_Stored items_
━━━━━━━━━━━━━━━━
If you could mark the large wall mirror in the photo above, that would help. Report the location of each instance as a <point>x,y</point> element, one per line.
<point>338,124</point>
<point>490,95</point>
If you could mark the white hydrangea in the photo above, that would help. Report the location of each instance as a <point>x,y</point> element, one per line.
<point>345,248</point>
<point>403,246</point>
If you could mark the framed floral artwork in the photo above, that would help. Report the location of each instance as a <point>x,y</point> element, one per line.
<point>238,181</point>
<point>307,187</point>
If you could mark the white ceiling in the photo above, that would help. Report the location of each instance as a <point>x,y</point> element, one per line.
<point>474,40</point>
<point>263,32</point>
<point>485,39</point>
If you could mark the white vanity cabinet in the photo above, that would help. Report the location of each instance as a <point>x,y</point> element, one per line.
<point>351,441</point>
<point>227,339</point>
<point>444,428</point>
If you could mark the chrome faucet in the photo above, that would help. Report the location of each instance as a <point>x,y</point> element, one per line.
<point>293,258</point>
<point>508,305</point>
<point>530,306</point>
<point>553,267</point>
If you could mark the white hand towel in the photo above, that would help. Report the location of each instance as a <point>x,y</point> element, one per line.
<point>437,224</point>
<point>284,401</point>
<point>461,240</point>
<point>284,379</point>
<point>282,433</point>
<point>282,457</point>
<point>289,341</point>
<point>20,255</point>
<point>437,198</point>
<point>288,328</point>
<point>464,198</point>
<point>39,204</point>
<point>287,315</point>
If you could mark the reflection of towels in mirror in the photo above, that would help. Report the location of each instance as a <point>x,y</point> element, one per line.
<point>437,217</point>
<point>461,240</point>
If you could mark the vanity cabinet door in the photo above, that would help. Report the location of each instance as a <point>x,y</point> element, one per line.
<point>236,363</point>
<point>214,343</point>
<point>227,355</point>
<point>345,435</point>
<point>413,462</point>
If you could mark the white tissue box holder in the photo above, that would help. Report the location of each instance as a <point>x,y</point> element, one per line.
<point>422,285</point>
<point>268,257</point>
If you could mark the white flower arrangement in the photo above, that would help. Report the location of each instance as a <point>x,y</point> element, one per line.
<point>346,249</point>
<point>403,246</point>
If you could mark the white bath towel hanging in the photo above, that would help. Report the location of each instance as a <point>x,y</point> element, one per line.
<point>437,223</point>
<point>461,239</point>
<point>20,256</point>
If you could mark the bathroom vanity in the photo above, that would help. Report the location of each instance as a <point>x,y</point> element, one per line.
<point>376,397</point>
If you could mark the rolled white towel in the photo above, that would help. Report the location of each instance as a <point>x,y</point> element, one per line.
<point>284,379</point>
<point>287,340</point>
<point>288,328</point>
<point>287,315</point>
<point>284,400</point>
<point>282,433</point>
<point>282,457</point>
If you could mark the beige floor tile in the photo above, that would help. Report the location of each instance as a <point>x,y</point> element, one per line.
━━━━━━━━━━━━━━━━
Would you transcribe every entry exactly?

If you could mark the large wall mirror in the photo above, that would help. Report the location of each instance as a <point>x,y</point> element, one per line.
<point>338,124</point>
<point>490,95</point>
If you could mark the white hydrangea in the photo above, that would help. Report the location of each instance as a <point>x,y</point> element, one per line.
<point>345,248</point>
<point>403,246</point>
If you could mark the framed floral artwork in the photo above, that would help. Report the location of each instance as a <point>x,y</point> element, one per line.
<point>238,181</point>
<point>307,187</point>
If you could mark the white ceiling in the photo above, that would help. Report the location of each instance as a <point>x,y</point> element, one per line.
<point>474,40</point>
<point>263,32</point>
<point>485,39</point>
If you could mark the white vanity cabinet in the photo above, that would help. Report the location of each instance as a <point>x,y</point> element, one per line.
<point>351,441</point>
<point>227,339</point>
<point>444,428</point>
If you could mark the chrome faucet in the photo above, that would help. Report the location of each instance as a <point>x,y</point> element, one per line.
<point>293,258</point>
<point>508,305</point>
<point>530,306</point>
<point>553,267</point>
If you could mark the white hand towel in the photo above, that would help. Report the location of each instance as a <point>x,y</point> element, one per line.
<point>437,224</point>
<point>284,401</point>
<point>461,240</point>
<point>284,379</point>
<point>282,433</point>
<point>282,457</point>
<point>289,341</point>
<point>20,255</point>
<point>437,198</point>
<point>288,328</point>
<point>464,198</point>
<point>39,204</point>
<point>287,315</point>
If you could mark the reflection of towels in mirror in the photo above, that would help. Report the location of each instance as a <point>x,y</point> element, one per line.
<point>437,217</point>
<point>461,240</point>
If you could mark the vanity cabinet door in the photo above, that would help. Report the location of each instance as a <point>x,y</point> element, one per line.
<point>236,363</point>
<point>214,343</point>
<point>227,355</point>
<point>345,435</point>
<point>413,462</point>
If you could mark the white tissue box holder in the photo above, that would help. Report the location of each instance as a <point>x,y</point> element, one per line.
<point>422,285</point>
<point>268,257</point>
If you could mark the white flower arrangement in the photo above, that would help. Report the location of each instance as a <point>x,y</point> element, one per line.
<point>346,249</point>
<point>403,246</point>
If you could mark the white bath towel hanging in the photo above, that would help. Report the location of each instance as a <point>x,y</point> element, one per line.
<point>437,223</point>
<point>461,239</point>
<point>20,256</point>
If you could mark the bathroom vanity in the photo above, that would help. Report the location of each instance as a <point>x,y</point> element, one per line.
<point>376,397</point>
If you could mark the rolled white towel in the photo above, that would help. Report the location of each instance as a <point>x,y</point> element, one per line.
<point>284,379</point>
<point>287,340</point>
<point>288,328</point>
<point>287,315</point>
<point>284,400</point>
<point>282,433</point>
<point>282,457</point>
If you could mark the beige floor tile in the photo above, that would help. Report the location of each instance as a <point>x,y</point> element, one per line.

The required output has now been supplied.